Gestelde opgave 1 – Geef uit de tekst over Spinvis letterlijk het stuk terug dat begint bij de woorden "Spinvis is, naast een" en stopt na de woorden "naar het podium?".

Getoonde tekst –
☆ ☆ ☆ ☆ ☆ ☆ ☆

Spinvis is de bekendste experimentele popmuzikant van Nederland. Hij laat zijn muziek het liefst zo lang mogelijk ‘open’ en staat bekend om zijn tekstuele vondsten van vaak bijzondere ik-figuren. Hij zong over de patiënt die maar hoopt dat er roze koeken zijn, over die keer dat hij een Tic Tac in zijn neusgat had en over de vrouw die ontvoerd werd door een ruimteschip.
Onlangs begon zijn nieuwe tour, Be-Bop-A-Lula, genoemd naar zijn in april gelanceerde album en naar de gelijknamige song uit 1956 “de geboorteschreeuw van de rock 'n' roll” betekende, zoals hij het verwoordt. Leiden is de derde stad die Spinvis daarmee aandoet. Wij hoorden en zagen hem op 7 oktober in de Nobel, dat al een al een half jaar van tevoren was uitverkocht.

Spinvis is, naast een man van de taalvondsten, ook een verhalenverteller. Hij beeldt zich in wat anderen denken en observeren, en giet dat in parlando poëzie. Dat klinkt als een opnamespecialist, maar hij ziet ook de kracht van optreden: podiumkunst gaat om het moment, is elke keer anders, en als er iets fout gaat, maakt het dat alleen maar authentieker, vertelde hij onze Noord-Hollandse collega's. Komt deze insteek uit? Hoe vertaal je vervreemdende gedachten naar het podium?

Sommige concerten zijn al interessant voor er een noot is gespeeld; dit is er een. Het decor op het podium van de grote zaal intrigeert: tien paspoppen, mannen en vrouwen, staan verspreid over het podium, een (nog uitgeschakeld) gigantisch beamerscherm tegen de achtergrond. Overal staan instrumenten: een cello in een standaard, een drumpad, een drumset. Ook de opkomst heb ik nog nooit zo gezien: Spinvis verschijnt en draagt een tekst voor: “We zijn een menigte / We zijn levensgevaarlijk / We wachten op iets / We zijn geweldig…”, en terwijl hij dat doet, komen een voor een de vijf bandleden op en stelt hij hen aan ons voor. Bij het buigen geeft hij later elke muzikant nadrukkelijk alle eer.

☆ ☆ ☆ ☆ ☆ ☆ ☆

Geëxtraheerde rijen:
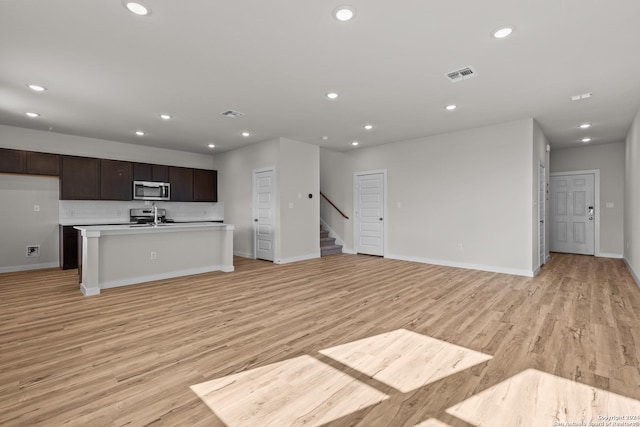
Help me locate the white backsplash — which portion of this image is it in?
[59,200,224,225]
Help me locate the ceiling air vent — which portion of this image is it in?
[445,67,477,83]
[220,110,244,119]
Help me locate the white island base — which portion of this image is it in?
[75,222,234,296]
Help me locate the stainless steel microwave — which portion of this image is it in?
[133,181,171,200]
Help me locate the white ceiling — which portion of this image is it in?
[0,0,640,154]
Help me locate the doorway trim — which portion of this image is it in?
[538,162,548,270]
[251,166,280,263]
[549,169,596,257]
[353,169,389,258]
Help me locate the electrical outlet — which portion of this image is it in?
[27,245,40,257]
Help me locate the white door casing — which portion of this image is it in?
[538,163,547,266]
[354,171,386,256]
[549,173,599,255]
[253,169,275,261]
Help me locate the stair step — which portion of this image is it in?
[320,245,342,256]
[320,237,336,248]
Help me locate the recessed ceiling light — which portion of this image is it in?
[27,85,47,92]
[333,6,356,22]
[493,27,513,39]
[123,1,151,16]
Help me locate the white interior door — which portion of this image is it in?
[355,172,385,256]
[253,169,275,261]
[550,174,595,255]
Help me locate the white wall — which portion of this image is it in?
[0,174,59,273]
[214,138,320,263]
[320,148,354,252]
[277,138,320,263]
[213,139,280,258]
[0,125,213,169]
[0,125,216,271]
[624,111,640,286]
[321,119,537,275]
[551,142,625,257]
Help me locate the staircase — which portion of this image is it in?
[320,225,342,256]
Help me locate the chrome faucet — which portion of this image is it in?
[151,202,158,225]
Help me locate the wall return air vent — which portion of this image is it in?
[220,110,244,119]
[445,67,477,83]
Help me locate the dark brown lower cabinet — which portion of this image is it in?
[60,225,80,270]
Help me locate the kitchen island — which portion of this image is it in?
[75,222,235,296]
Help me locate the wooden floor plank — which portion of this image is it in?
[0,254,640,427]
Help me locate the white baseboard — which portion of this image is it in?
[623,258,640,288]
[0,262,60,273]
[320,218,344,247]
[80,283,100,297]
[273,251,320,264]
[385,255,535,277]
[233,251,255,259]
[596,252,624,259]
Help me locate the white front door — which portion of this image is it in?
[355,172,385,256]
[549,174,595,255]
[253,169,275,261]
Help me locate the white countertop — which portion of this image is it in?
[74,222,235,237]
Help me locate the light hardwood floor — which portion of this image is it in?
[0,254,640,427]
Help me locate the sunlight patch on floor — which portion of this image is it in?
[447,369,640,427]
[320,329,492,393]
[191,356,389,427]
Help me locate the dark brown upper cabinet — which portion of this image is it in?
[169,166,193,202]
[133,163,169,182]
[27,151,60,176]
[0,148,27,173]
[100,159,133,200]
[193,169,218,202]
[60,156,100,200]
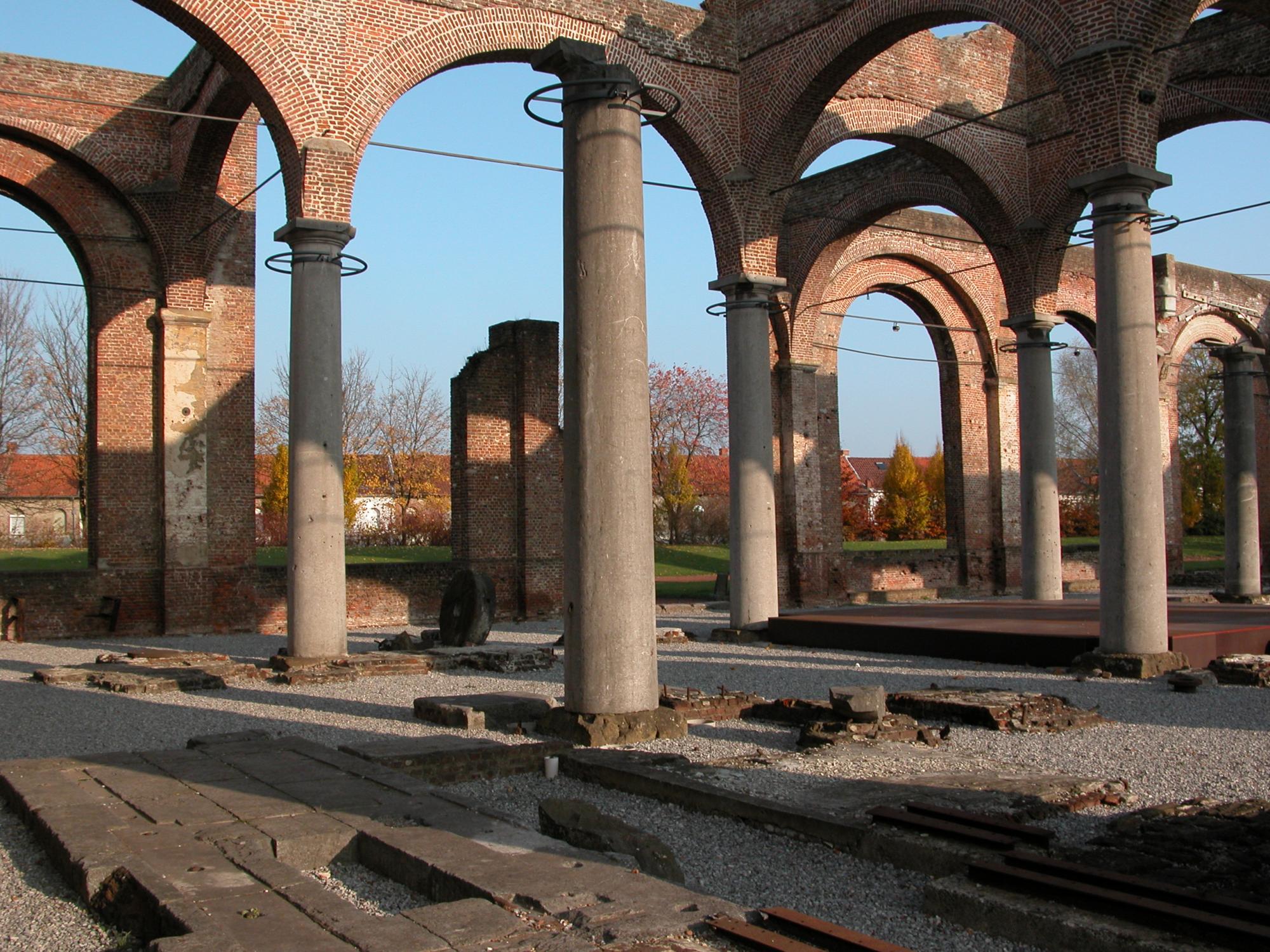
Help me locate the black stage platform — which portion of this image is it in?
[767,599,1270,668]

☆ ☆ ☆ ☆ ☆ ☆ ☆

Gestelde opgave 2 – Kun je in de rijen "doorway trim" vervangen door "door frame" en verder niets veranderen? Geef alleen de regels vanaf de regel met "Help me locate the stainless" tot en met de regel met "[123,1,151,16]".

Verwacht antwoord 1 –
Spinvis is, naast een man van de taalvondsten, ook een verhalenverteller. Hij beeldt zich in wat anderen denken en observeren, en giet dat in parlando poëzie. Dat klinkt als een opnamespecialist, maar hij ziet ook de kracht van optreden: podiumkunst gaat om het moment, is elke keer anders, en als er iets fout gaat, maakt het dat alleen maar authentieker, vertelde hij onze Noord-Hollandse collega's. Komt deze insteek uit? Hoe vertaal je vervreemdende gedachten naar het podium?

Verwacht antwoord 2 –
Help me locate the stainless steel microwave — which portion of this image is it in?
[133,181,171,200]
Help me locate the white ceiling — which portion of this image is it in?
[0,0,640,154]
Help me locate the door frame — which portion of this image is it in?
[538,162,548,270]
[251,166,280,263]
[549,169,596,257]
[353,169,389,258]
Help me locate the electrical outlet — which portion of this image is it in?
[27,245,40,257]
Help me locate the white door casing — which portion of this image is it in?
[538,163,547,266]
[354,171,386,256]
[549,173,599,255]
[253,169,275,261]
Help me locate the stair step — which portion of this image is it in?
[320,245,342,256]
[320,237,336,248]
Help me locate the recessed ceiling light — which portion of this image is it in?
[27,85,47,92]
[333,6,356,22]
[493,27,513,39]
[123,1,151,16]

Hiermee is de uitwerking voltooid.